>> Begin PROVIDED ENTRIES

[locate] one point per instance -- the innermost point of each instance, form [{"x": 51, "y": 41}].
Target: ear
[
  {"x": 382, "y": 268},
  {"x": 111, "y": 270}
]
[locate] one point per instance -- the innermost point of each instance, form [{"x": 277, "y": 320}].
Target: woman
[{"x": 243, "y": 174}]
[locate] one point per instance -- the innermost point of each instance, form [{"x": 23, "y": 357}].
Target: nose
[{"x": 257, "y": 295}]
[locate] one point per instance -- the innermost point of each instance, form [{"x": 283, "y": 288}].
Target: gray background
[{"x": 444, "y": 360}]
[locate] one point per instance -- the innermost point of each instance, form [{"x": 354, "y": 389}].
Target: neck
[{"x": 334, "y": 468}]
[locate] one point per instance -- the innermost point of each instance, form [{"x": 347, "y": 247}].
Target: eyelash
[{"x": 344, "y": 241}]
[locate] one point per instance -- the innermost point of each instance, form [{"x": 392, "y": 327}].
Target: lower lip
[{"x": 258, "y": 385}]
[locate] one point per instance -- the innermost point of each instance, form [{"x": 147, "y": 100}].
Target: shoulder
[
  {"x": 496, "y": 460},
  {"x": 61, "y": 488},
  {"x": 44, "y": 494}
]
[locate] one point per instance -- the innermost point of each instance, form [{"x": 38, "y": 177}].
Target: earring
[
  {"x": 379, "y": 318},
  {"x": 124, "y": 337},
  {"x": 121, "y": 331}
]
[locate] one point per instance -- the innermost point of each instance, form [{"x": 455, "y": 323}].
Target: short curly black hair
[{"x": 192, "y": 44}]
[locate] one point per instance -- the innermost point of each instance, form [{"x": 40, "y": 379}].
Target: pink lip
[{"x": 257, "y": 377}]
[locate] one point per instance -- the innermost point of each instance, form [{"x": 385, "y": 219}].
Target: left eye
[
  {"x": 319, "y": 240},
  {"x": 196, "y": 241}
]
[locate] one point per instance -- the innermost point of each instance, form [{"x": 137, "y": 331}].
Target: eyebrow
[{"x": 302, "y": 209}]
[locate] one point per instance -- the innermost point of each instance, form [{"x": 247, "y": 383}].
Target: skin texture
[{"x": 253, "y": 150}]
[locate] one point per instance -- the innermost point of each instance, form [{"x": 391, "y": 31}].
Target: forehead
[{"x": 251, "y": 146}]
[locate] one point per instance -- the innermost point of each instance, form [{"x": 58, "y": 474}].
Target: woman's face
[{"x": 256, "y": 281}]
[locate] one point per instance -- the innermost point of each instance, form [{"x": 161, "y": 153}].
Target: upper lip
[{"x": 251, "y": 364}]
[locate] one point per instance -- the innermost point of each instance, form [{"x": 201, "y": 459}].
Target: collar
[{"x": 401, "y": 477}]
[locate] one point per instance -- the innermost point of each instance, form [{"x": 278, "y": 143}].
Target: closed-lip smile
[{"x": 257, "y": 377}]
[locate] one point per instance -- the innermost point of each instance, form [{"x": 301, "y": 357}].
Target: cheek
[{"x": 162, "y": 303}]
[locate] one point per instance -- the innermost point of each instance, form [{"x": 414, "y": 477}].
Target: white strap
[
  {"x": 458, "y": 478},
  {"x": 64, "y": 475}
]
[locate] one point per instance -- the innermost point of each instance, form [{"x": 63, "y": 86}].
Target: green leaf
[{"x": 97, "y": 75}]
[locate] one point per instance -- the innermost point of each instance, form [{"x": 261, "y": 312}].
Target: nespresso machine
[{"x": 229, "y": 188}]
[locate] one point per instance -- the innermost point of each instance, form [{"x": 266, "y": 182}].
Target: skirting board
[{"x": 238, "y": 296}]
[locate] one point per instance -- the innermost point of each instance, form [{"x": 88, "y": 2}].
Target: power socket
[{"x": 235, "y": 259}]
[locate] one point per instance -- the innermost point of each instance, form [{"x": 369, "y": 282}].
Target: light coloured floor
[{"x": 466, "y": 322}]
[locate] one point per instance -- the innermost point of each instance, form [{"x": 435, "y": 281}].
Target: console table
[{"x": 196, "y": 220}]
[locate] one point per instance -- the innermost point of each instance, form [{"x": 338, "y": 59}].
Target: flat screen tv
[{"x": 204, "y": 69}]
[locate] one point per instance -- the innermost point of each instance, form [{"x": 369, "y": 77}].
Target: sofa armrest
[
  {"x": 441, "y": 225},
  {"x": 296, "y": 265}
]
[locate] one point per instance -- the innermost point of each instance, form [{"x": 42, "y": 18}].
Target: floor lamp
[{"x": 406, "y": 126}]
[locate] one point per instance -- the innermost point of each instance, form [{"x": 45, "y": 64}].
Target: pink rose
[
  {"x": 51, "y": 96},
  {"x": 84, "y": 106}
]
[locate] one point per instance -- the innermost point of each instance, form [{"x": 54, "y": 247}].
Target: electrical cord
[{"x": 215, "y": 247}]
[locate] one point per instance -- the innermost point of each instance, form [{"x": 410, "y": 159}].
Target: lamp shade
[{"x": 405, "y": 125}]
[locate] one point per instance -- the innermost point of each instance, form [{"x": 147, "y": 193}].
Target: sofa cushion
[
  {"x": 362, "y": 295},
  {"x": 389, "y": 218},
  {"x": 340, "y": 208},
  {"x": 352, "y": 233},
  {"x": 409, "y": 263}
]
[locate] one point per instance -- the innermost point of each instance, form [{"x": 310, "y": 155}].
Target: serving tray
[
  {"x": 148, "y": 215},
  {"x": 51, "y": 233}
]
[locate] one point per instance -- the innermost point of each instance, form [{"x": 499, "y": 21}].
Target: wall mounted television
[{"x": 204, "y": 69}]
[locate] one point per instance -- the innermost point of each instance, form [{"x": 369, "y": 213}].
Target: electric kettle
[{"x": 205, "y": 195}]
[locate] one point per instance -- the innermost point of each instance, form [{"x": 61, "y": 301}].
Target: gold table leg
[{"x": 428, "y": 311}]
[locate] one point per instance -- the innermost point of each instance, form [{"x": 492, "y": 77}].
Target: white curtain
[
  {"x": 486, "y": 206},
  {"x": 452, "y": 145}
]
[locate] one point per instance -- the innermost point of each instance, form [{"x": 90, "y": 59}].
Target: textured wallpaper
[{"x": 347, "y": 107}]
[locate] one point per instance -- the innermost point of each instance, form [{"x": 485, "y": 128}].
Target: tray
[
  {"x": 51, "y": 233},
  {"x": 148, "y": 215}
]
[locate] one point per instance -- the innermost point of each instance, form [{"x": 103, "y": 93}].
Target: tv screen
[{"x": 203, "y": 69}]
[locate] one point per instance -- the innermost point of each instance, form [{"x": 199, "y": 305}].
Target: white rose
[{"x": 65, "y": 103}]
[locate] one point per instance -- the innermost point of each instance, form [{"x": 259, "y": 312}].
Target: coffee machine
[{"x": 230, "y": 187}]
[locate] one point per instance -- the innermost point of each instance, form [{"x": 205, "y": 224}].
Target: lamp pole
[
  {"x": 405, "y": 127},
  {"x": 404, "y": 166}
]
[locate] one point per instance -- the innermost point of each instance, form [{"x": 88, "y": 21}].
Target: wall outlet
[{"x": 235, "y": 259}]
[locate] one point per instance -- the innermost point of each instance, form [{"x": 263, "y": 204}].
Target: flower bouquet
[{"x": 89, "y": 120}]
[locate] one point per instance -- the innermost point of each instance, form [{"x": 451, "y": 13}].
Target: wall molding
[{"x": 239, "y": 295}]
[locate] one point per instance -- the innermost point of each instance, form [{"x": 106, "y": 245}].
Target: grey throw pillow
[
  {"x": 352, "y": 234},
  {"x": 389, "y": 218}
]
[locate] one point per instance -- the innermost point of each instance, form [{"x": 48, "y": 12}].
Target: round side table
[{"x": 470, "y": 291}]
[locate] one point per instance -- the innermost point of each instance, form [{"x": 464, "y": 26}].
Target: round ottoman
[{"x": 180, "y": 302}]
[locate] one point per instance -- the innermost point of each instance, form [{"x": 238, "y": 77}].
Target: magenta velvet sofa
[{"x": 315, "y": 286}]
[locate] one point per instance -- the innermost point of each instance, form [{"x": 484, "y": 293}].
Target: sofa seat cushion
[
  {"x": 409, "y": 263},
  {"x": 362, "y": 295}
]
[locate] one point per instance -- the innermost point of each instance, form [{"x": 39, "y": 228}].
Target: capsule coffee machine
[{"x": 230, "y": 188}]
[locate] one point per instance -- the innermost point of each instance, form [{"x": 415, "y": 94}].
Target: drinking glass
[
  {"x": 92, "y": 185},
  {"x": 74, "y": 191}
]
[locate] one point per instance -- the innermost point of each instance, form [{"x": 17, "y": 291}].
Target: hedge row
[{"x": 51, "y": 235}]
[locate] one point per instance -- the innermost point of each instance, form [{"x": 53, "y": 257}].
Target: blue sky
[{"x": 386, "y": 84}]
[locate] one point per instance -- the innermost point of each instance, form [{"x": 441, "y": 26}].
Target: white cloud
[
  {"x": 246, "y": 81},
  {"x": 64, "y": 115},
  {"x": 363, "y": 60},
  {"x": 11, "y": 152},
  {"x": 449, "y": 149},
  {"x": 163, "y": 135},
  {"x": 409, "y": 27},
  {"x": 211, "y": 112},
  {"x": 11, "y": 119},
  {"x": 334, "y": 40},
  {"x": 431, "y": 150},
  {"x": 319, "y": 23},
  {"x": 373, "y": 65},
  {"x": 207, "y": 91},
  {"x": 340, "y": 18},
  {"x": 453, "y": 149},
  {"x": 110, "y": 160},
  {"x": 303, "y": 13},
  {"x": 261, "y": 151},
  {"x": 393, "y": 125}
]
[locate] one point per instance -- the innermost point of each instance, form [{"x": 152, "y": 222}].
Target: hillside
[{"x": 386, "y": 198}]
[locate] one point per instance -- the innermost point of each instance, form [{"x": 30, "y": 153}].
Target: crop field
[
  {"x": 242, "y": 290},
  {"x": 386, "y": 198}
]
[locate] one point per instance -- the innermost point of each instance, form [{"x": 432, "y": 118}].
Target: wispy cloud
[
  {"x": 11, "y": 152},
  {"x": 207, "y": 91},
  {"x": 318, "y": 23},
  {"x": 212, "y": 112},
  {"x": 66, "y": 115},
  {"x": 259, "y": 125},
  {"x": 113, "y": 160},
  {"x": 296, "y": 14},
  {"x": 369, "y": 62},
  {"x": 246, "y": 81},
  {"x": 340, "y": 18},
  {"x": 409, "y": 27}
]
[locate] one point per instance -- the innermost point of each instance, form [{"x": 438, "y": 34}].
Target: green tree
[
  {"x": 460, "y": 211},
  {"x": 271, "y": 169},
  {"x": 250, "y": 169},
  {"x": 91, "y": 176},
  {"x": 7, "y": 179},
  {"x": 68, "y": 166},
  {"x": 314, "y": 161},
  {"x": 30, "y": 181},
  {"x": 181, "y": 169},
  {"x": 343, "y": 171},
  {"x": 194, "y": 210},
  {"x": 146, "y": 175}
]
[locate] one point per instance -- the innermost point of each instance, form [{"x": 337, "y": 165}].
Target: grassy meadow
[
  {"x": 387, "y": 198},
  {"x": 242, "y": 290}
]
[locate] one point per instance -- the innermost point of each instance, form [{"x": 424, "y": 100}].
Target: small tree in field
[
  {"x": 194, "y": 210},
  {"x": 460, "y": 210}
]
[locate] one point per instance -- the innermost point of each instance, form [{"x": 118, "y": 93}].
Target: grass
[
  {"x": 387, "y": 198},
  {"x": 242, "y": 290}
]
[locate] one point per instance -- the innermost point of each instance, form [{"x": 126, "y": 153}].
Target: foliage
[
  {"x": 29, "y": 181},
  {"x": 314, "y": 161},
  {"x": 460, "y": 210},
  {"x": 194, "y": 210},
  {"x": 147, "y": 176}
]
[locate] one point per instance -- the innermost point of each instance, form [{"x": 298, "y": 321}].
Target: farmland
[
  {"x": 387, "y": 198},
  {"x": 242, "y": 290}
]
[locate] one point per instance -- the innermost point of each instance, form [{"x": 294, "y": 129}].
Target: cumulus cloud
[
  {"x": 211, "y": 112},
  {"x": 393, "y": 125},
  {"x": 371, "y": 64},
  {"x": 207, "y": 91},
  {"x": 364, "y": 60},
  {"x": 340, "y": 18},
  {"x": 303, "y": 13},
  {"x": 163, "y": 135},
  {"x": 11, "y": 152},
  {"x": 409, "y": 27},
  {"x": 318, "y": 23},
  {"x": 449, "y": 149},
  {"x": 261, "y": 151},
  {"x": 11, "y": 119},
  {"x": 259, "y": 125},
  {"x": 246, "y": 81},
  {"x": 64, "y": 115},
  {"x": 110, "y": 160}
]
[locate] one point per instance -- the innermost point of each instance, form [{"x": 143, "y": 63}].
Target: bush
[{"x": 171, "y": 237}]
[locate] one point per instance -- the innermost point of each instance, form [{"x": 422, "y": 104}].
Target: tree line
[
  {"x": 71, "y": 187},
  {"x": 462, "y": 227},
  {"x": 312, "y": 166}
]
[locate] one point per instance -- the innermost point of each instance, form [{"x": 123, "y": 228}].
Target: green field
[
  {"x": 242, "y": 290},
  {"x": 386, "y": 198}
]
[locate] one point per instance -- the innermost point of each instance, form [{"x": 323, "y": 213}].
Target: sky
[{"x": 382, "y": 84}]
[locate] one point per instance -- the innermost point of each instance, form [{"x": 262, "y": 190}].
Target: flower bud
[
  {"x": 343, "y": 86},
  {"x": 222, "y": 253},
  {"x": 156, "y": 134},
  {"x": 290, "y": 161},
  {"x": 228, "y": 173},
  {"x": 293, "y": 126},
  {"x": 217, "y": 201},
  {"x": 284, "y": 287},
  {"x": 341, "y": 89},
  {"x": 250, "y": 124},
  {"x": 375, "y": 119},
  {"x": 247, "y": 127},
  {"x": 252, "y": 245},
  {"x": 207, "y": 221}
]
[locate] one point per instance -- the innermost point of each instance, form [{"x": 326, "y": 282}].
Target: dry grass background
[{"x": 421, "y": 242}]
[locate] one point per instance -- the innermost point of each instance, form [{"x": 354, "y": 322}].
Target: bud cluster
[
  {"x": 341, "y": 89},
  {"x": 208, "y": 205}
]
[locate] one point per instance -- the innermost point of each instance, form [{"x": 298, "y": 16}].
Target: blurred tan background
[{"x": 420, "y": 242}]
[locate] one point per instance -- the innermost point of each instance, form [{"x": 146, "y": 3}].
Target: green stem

>> End PROVIDED ENTRIES

#### THE EXERCISE
From the items above, copy out every line that contains the word "screen".

#### WRITTEN RESPONSE
Target: flat screen tv
Target: tv screen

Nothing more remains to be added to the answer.